» Exercises
A. In the review of Justin Fox's book below, rewrite the paragraph that begins "The mathematics discussed in the book" as a short bulleted list that keeps its main points.
B. Write a continuation of the review of Justin Fox's book below, starting after its final sentence.

» Passage provided
The theory that financial markets are rational is called the Efficient Markets theory. It has two parts. The first is that unless the investor has some inside information not available to other investors, he cannot tell if stock prices are too low, too high, or just right. This means that on average you can't gain by using a general theory that says when stocks are over- or under-valued. The evidence in favor of this theory is overwhelming. If your stockbroker tells you he can pick winners, run as fast as you can. Indeed, the best policy is simply to invest in low-overhead mutual funds, and look VERY closely at the overhead. You'll do very well that way over the long haul. Trust me.
The second half of the efficient markets theory is that market imbalances cannot persist for more than a very short time, because as soon as they are discovered, they will be arbitraged away. There is fairly good evidence that this half of the theory is often wrong; the stock market, for instance, can suffer run-ups for long periods of time; everyone knows the market is out of balance, but no-one knows when to get off the gravy train. Moreover, a financial manager that fails when all others fail (e.g., after a melt-down) will not be blamed, but one who gets off the train too soon will be widely vilified and discredited. I recall that some economists were predicting a financial crisis a full three years before it actually occurred. This is okay for on-lookers, but real players cannot get off the train too soon. Whence the failure of the second half of efficient markets theory.
This book is an extremely valuable resource for the non-professional. There are no equations, but Fox gives one a pretty good idea of what assumptions lie behind a theory, and what arguments and data can be erected for and against it. Financial economics is about the most difficult area of economics because it uses very high-powered math, including stochastic differential equations. The huge amount of financial data makes it relatively easy to test financial theories, so we know fairly well what works and what doesn't. Fox does a totally convincing job of being balanced without ever being boring or simply taking the middle-road. The book deserves it widespread popularity.
Fox's book is organized primarily by ideas and then chronologically. This can lead to jarring jumps between time periods within chapters and the reader suspects that important topics are being missed. The twelve-page epilogue for example begins in 1833 and is in the 1960's by the turn of the page.
The mathematics discussed in the book is not terribly complicated but the reader is given no formulas, no graphs, no applications of the quantitative theories. Yes, everyone knows what normal distribution looks like but the power laws discussed deserve a chart. Mandelbrot's fractal theories need a diagram. Fox would also support his argument more strongly if he included the formulas which were eventually altered by the behavioralists. Without these, the reader is forced to blindly trust what Fox is telling him.
Despite these minor criticisms, the book is definitely worth reading. I am guessing that the title attracts many readers who hope financial-economics moves beyond the Chicago School efficient-markets framework. If this is what readers want, I recommend Beinhocker's "The Origin of Wealth." If you want a quick tour of academic financial thought, read Fox.
This isn't to say there weren't entertaining and educational parts. Justin Fox does a nice job in bringing the complex topics of efficient market theory, option-pricing models and CAPMs down to a layman's level. His research is impeccable and he highlights all the major players; Black, Fisher, Friedman, Keynes, Modigliani and Buffett, as well as a large cast of supporting players. Fox does a much better job, in my opinion however, with more "modern" economic figures than with the "founding fathers". His discussion of Mac McQuown's work at Wells Fargo to develop index-based mutual funds helped shed light for me on modern banking methods, and I now understand Michael Milken and the concept of junk bonds much better than before.

» Given records

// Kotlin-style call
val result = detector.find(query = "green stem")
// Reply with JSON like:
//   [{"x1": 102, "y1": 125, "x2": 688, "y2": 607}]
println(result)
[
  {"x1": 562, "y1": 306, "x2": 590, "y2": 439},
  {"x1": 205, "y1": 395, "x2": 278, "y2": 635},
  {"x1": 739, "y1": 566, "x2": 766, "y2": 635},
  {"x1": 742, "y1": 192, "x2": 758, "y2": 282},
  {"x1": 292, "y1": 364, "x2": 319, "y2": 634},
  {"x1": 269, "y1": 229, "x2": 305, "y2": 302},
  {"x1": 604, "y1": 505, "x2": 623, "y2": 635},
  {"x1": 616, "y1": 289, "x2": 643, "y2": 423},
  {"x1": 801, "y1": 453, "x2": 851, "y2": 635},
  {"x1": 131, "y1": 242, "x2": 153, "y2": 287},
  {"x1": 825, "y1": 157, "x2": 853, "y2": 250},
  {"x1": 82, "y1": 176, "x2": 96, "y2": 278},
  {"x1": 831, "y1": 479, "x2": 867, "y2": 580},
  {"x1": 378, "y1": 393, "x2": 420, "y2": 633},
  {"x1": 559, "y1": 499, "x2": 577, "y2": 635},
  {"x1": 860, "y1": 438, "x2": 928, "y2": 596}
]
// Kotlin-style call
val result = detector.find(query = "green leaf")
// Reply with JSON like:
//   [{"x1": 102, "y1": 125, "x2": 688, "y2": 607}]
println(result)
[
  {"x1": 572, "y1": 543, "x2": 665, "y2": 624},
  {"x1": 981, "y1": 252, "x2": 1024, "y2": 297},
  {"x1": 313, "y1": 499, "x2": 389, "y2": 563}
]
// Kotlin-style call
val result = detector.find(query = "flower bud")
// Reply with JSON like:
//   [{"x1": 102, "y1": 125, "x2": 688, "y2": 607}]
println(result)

» Responses
A.
- The book's mathematics is not very complicated, but it offers no formulas, no graphs, and no applications of the quantitative theories.
- The power laws it discusses deserve a chart, and Mandelbrot's fractal theories need a diagram.
- Fox's argument would be stronger if he included the formulas that the behavioralists eventually altered.
- Without them, the reader has to trust Fox's account blindly.

B.
In both the "Early Days" section and the "Rise of the Rational Market" section, I felt like I was trying to drink from Niagara Falls with the deluge of names, places and theories. Without some kind of a personal reference to dates and eras, I felt all of the information simply washed over me. It wasn't until Fox began his "Conquest of Wall Street" section and through the end of the book, that I became truly interested in the subject matter again. I was able to connect the development of risk controls, hostile takeovers, stock options and the study of human nature to my own observations. My favorite chapters were probably those on Warren Buffett and Alan Greenspan. Fox seems to really dig into the subject of both men with a little more interest than many of the previous. I was able to satisfy my desire for details on each without feeling overwhelmed.
The Epilogue (The Anatomy of a Financial Crisis) was likely the most useful and interesting part of the entire book in my opinion. At last, this was the chapter I had hoped the entire book would be. It was simple, entertaining and educational. I finally understood a lot of what has gone on in the world of Fannie Maes and Freddie Macs. Subprime mortgages and Ponzi schemes became much clearer. I only wish the entire book had been written at this level. In the end, there is no clean wrap-up from Fox, but none should be expected. The financial market is an ongoing subject.
All in all, The Myth of the Rational Market is a decent overview on the subjects of the efficient market theory and Wall Street. It offers no answers and is difficult to slog through at times. If you can make it through the first half of the book, you will likely enjoy the second half much more. And you will find yourself educated, even if somewhat overwhelmed.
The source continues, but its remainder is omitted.